REQUIREMENT —
Put each line of these records into a JSON list of strings, one string per line, leaving out blank lines.

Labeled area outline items
::::::::::
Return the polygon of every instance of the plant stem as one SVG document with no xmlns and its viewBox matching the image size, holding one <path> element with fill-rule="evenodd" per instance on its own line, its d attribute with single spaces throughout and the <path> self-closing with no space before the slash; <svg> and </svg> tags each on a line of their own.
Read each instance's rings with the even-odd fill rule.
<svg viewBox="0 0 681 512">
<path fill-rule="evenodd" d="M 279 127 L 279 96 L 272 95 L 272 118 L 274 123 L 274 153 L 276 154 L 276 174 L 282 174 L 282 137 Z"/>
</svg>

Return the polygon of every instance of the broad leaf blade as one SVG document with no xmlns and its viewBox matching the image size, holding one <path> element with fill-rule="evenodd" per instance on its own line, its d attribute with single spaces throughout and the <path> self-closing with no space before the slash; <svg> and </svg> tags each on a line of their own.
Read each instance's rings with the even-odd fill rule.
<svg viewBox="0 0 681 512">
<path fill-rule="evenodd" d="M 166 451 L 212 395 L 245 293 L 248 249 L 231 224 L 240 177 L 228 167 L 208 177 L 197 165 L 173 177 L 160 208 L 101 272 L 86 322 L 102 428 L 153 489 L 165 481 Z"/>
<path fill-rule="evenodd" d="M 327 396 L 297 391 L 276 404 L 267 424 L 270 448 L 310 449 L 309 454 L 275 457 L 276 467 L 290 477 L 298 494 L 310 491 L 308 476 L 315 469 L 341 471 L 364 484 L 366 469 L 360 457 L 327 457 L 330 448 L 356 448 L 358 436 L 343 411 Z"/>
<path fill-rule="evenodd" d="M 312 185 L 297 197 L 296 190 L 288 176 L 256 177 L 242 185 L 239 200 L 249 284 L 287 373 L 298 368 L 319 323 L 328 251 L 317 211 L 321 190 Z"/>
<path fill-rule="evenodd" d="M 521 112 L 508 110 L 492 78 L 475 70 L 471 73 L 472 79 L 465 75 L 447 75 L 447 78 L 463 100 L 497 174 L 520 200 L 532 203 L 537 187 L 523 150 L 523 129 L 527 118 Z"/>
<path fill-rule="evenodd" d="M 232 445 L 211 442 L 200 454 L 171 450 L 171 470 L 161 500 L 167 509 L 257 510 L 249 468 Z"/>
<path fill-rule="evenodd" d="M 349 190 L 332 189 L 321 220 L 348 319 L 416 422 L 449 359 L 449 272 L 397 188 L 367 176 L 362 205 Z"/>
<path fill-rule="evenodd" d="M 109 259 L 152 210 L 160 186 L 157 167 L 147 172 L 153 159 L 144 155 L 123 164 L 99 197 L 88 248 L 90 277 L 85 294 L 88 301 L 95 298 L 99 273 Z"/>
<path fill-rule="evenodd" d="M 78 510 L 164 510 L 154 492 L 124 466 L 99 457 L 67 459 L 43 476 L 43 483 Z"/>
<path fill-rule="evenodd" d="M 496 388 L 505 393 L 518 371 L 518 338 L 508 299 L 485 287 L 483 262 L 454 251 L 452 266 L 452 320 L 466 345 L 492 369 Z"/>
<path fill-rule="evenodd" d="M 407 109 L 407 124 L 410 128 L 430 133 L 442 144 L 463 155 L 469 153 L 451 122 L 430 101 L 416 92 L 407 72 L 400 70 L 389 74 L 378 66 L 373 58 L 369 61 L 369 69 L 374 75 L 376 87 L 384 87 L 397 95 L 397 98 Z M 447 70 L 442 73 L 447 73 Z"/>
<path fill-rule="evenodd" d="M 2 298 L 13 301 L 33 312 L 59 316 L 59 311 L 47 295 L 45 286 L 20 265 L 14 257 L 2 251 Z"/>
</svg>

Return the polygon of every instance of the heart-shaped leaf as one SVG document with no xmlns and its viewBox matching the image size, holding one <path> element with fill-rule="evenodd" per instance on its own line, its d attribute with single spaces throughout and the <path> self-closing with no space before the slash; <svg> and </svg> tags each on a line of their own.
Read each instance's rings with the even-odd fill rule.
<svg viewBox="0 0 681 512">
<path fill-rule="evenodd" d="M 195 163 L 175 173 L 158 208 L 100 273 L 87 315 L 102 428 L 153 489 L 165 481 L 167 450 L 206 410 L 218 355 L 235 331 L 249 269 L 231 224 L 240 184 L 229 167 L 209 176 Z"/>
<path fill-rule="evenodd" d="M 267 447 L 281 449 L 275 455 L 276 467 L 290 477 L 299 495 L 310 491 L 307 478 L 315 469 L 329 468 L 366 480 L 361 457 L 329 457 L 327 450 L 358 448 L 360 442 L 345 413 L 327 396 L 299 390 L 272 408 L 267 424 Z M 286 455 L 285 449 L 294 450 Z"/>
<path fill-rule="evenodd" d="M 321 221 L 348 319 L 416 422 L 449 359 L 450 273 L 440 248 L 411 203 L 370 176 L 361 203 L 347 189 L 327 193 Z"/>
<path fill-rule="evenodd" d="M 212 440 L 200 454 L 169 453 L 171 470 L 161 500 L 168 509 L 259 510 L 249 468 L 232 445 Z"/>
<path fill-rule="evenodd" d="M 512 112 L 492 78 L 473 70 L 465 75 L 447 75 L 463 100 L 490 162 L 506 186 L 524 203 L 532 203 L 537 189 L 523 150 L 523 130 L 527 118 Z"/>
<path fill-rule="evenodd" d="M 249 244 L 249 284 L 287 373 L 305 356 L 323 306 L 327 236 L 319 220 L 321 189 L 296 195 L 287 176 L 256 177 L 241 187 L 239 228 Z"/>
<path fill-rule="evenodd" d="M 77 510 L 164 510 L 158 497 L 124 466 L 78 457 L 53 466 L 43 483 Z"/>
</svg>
::::::::::
FINAL ANSWER —
[
  "Return the polygon of every instance of the plant stem as one SVG document with no xmlns and its viewBox matching the image size, holding one <path> element with fill-rule=\"evenodd\" per instance on its own line, its d attribute with single spaces throughout and the <path> self-closing with no space before the slash; <svg> and </svg> tags each on a line of their own.",
  "Read each instance's rings with the even-odd fill rule.",
  "<svg viewBox=\"0 0 681 512\">",
  "<path fill-rule=\"evenodd\" d=\"M 279 127 L 279 96 L 272 95 L 272 118 L 274 123 L 274 153 L 276 154 L 276 174 L 282 174 L 282 137 Z\"/>",
  "</svg>",
  "Return the polygon of every instance of the broad leaf blade as one SVG document with no xmlns and its viewBox matching the image size, holding one <path> element with fill-rule=\"evenodd\" per instance on its own line, its d attribute with single spaces throughout and the <path> self-closing with no space before the slash; <svg> and </svg> tags each on a line of their own.",
  "Read each instance's rings with the even-odd fill rule.",
  "<svg viewBox=\"0 0 681 512\">",
  "<path fill-rule=\"evenodd\" d=\"M 166 451 L 212 395 L 245 293 L 248 249 L 231 224 L 240 177 L 228 167 L 208 177 L 197 165 L 173 177 L 160 208 L 101 272 L 86 322 L 102 428 L 153 489 L 165 481 Z\"/>",
  "<path fill-rule=\"evenodd\" d=\"M 327 396 L 297 391 L 276 404 L 267 424 L 270 448 L 310 449 L 309 454 L 275 457 L 276 467 L 290 477 L 298 494 L 310 491 L 308 476 L 315 469 L 341 471 L 364 484 L 366 469 L 360 457 L 327 457 L 330 448 L 356 448 L 358 436 L 343 411 Z\"/>",
  "<path fill-rule=\"evenodd\" d=\"M 312 185 L 297 197 L 296 190 L 288 176 L 256 177 L 242 185 L 239 200 L 249 284 L 287 373 L 298 368 L 319 323 L 328 251 L 317 211 L 321 190 Z\"/>",
  "<path fill-rule=\"evenodd\" d=\"M 521 112 L 508 110 L 492 78 L 475 70 L 471 73 L 472 79 L 465 75 L 447 75 L 447 78 L 463 100 L 497 174 L 520 200 L 532 203 L 537 187 L 523 150 L 523 129 L 527 118 Z\"/>",
  "<path fill-rule=\"evenodd\" d=\"M 232 445 L 211 442 L 200 454 L 171 450 L 171 470 L 161 500 L 167 509 L 257 510 L 249 468 Z\"/>",
  "<path fill-rule=\"evenodd\" d=\"M 349 190 L 332 189 L 321 220 L 348 319 L 416 422 L 449 359 L 449 272 L 397 188 L 367 176 L 362 205 Z\"/>",
  "<path fill-rule=\"evenodd\" d=\"M 109 259 L 152 210 L 160 186 L 157 167 L 147 172 L 153 159 L 144 155 L 123 164 L 99 197 L 88 248 L 90 277 L 85 294 L 88 301 L 95 298 L 99 273 Z\"/>",
  "<path fill-rule=\"evenodd\" d=\"M 78 510 L 164 510 L 154 492 L 124 466 L 99 457 L 67 459 L 43 476 L 43 483 Z\"/>",
  "<path fill-rule=\"evenodd\" d=\"M 496 388 L 505 393 L 518 371 L 518 338 L 508 299 L 485 287 L 483 262 L 454 251 L 452 266 L 452 320 L 466 345 L 492 369 Z\"/>",
  "<path fill-rule=\"evenodd\" d=\"M 407 109 L 407 124 L 410 128 L 430 133 L 442 144 L 463 155 L 469 153 L 451 122 L 430 101 L 416 92 L 407 72 L 400 70 L 389 74 L 378 66 L 373 58 L 369 61 L 369 69 L 374 75 L 376 87 L 384 87 L 397 95 L 397 98 Z M 447 70 L 442 73 L 447 73 Z\"/>",
  "<path fill-rule=\"evenodd\" d=\"M 2 298 L 13 301 L 33 312 L 59 316 L 59 311 L 47 295 L 45 286 L 20 265 L 14 257 L 2 251 Z\"/>",
  "</svg>",
  "Return the polygon of every instance of the heart-shaped leaf as one SVG document with no xmlns and its viewBox matching the image size, holding one <path> element with fill-rule=\"evenodd\" per instance on its own line, its d attribute with single spaces throughout and the <path> self-closing with no space before the slash; <svg> and </svg> tags each on a line of their own.",
  "Read each instance's rings with the even-odd fill rule.",
  "<svg viewBox=\"0 0 681 512\">",
  "<path fill-rule=\"evenodd\" d=\"M 195 163 L 175 173 L 158 208 L 100 273 L 87 315 L 102 428 L 153 489 L 165 481 L 167 450 L 206 410 L 218 355 L 235 331 L 249 269 L 231 224 L 240 184 L 229 167 L 209 176 Z\"/>",
  "<path fill-rule=\"evenodd\" d=\"M 267 447 L 281 449 L 275 455 L 276 467 L 290 477 L 299 495 L 310 491 L 307 478 L 315 469 L 329 468 L 366 480 L 361 457 L 329 457 L 327 450 L 358 448 L 360 442 L 345 413 L 327 396 L 299 390 L 272 408 L 267 424 Z M 286 455 L 285 449 L 294 450 Z\"/>",
  "<path fill-rule=\"evenodd\" d=\"M 321 221 L 348 319 L 416 422 L 449 359 L 450 273 L 440 248 L 411 203 L 370 176 L 361 203 L 347 189 L 327 193 Z\"/>",
  "<path fill-rule=\"evenodd\" d=\"M 212 440 L 200 454 L 169 453 L 171 470 L 161 500 L 168 509 L 259 510 L 249 468 L 232 445 Z\"/>",
  "<path fill-rule=\"evenodd\" d=\"M 512 112 L 492 78 L 473 70 L 465 75 L 447 75 L 463 100 L 490 162 L 506 186 L 524 203 L 532 203 L 537 189 L 523 150 L 523 130 L 527 118 Z\"/>",
  "<path fill-rule=\"evenodd\" d=\"M 249 244 L 249 284 L 287 373 L 305 356 L 323 306 L 327 236 L 319 220 L 321 189 L 296 195 L 287 176 L 256 177 L 241 187 L 239 228 Z\"/>",
  "<path fill-rule=\"evenodd\" d=\"M 77 510 L 164 510 L 158 497 L 124 466 L 78 457 L 53 466 L 43 483 Z\"/>",
  "</svg>"
]